→ **DOCUMENT TEXT**:
====================
On 21.01.2017 19:37, Stephen Frost wrote:
* Tom Lane (t...@sss.pgh.pa.us) wrote:
Stephen Frost <sfr...@snowman.net> writes:
Because I see having checksums as, frankly, something we always should
have had (as most other databases do, for good reason...) and because
they will hopefully prevent data loss.  I'm willing to give us a fair
bit to minimize the risk of losing data.

To be perfectly blunt, that's just magical thinking.  Checksums don't
prevent data loss in any way, shape, or form.  In fact, they can *cause*
data loss, or at least make it harder for you to retrieve your data,
in the event of bugs causing false-positive checksum failures.

This is not a new argument, at least to me, and I don't agree with it.

I don't agree also. Yes, statistically it is more likely that checksum causes data-loss. The IO is greater, therefore the disc has more to do and breaks faster. But the same is true for RAID: adding more disk increases the odds of an disk-fallout.
====================
Location identification entries
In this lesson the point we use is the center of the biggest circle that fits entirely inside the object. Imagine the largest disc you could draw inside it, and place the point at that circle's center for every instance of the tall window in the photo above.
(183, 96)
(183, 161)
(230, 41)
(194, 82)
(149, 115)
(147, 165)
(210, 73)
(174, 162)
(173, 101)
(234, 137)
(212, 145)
====================
→ **GIVEN TASK A**:
Reproduce the location identification rows verbatim, including every line of each row.
→ **GIVEN TASK B**:
Continue the email discussion about database checksums from the point at which it ends.

→ **ANSWER A**:
In this lesson the point we use is the center of the biggest circle that fits entirely inside the object. Imagine the largest disc you could draw inside it, and place the point at that circle's center for every instance of the tall window in the photo above.
(183, 96)
(183, 161)
(230, 41)
(194, 82)
(149, 115)
(147, 165)
(210, 73)
(174, 162)
(173, 101)
(234, 137)
(212, 145)

→ **ANSWER B**:
So: yes. If you use checksums at a single disc its more likely to cause problems. But if you managed it right (like ZFS for example) its an overall gain.

What checksums can do for you, perhaps, is notify you in a reasonably
timely fashion if you've already lost data due to storage-subsystem
problems.  But in a pretty high percentage of cases, that fact would
be extremely obvious anyway, because of visible data corruption.

Exactly, and that awareness will allow a user to prevent further data
loss or corruption.  Slow corruption over time is a very much known and
accepted real-world case that people do experience, as well as bit
flipping enough for someone to write a not-that-old blog post about
them:

https://blogs.oracle.com/ksplice/entry/attack_of_the_cosmic_rays1

A really nice property of checksums on pages is that they also tell you
what data you *didn't* lose, which can be extremely valuable.

Indeed!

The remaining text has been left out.